In Memory of Reno

Losing any animal you love is a sad experience, and often devastating. And I’ve found it doesn’t matter if you lose a horse, a bunny, a cat or a dog… you still grieve if you have loved.

Reno was not my horse- he was owned by a Native American friend. John owns one of the largest farms on Sauvie Island and is partial to the fine breed of Tennessee Walking Horses, who can cover a vast amount of ground at a very smooth running walk gait that no other breed of horse can do.  John needs to inspect his farmland daily, so he just saddles up one of his walking horses and leaves the truck in the driveway. He always preferred Reno, because that horse knew the program and went straight to work.  He could cover more ground faster than any other horse.

When I had to put my last dressage horse down, Androcoles (Andy), I was “horseless” for the first time since I was 12. I’ve spent over 10,000 hours of my life with horses, so the pain of going through horse withdrawal was long and hard.  John saw this, and in his kind, understated and caring way, called me up and asked me to come over to “help him out” and ride Reno. Thus began our special friendship.

============================================================

Task set:
A - In the piece remembering Reno, what breed of horse is John partial to?
B - Carry the piece remembering Reno forward from its final sentence.

============================================================

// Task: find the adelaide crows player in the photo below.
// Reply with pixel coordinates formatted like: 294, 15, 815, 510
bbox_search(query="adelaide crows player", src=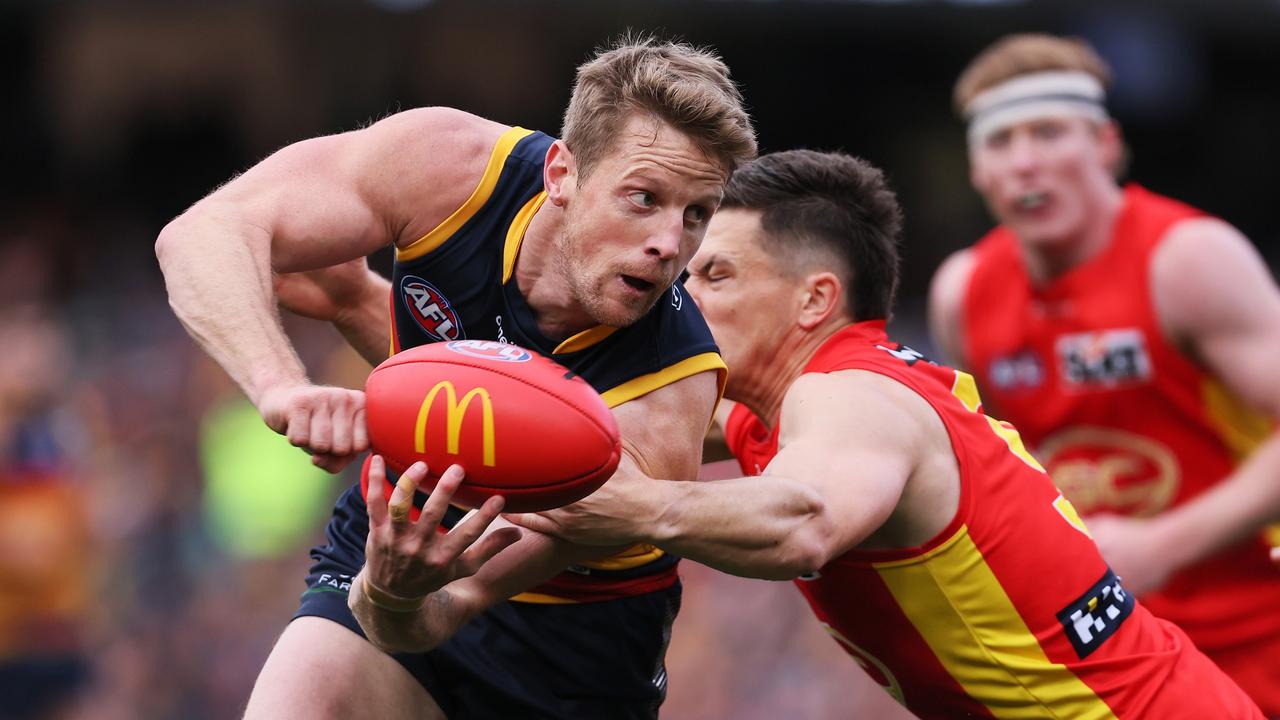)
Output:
931, 35, 1280, 716
156, 40, 755, 717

============================================================

Answers to each task:
A - Tennessee Walking Horses.

B -
I rode Reno several times over the past 4 years, and I grew to admire, respect and love him. It slowly filled up the hole in my heart and he kept me connected. He was an intelligent, honest, and athletic horse with a great work ethic. And that running walk! You could hold a glass of champagne, lean back and let him rip and never spill a drop! That just tells you how smooth the Tennessee Walker’s gait is!

He was not old, but his time was up. Fortunately, he didn’t die alone. John was with him till the end. And when the pain became too much, the vet ended his suffering.  We all know that this selfless act takes an enormous amount of courage, and I’m grateful that John was there. He and Reno had a very special bond.

I will always remember Reno ripping down country roads, at what felt like a 40 mph running walk, with my hair flying and marveling that riding a horse could be so much fun (vs. a dressage horse which is  so much work!)

Last night, it was actually warm in Portland,and I was sitting outside and looking at the stars.  I visualized Reno, mane flying, at his fast running walk, streaking across the sky- and I smiled.  By now, I’m sure he he has made it all the way to Heaven.

Comments
One Response to “In Memory of Reno”
  1. Zidders Roofurry says:

    Sometimes it’s so hard
    As time passes by,
    We get battered and scarred
    And hear our souls sigh.
    The smiles seem too rare,
    And laughter non-existent.
    The stuffiness of air
    Can be too persistent.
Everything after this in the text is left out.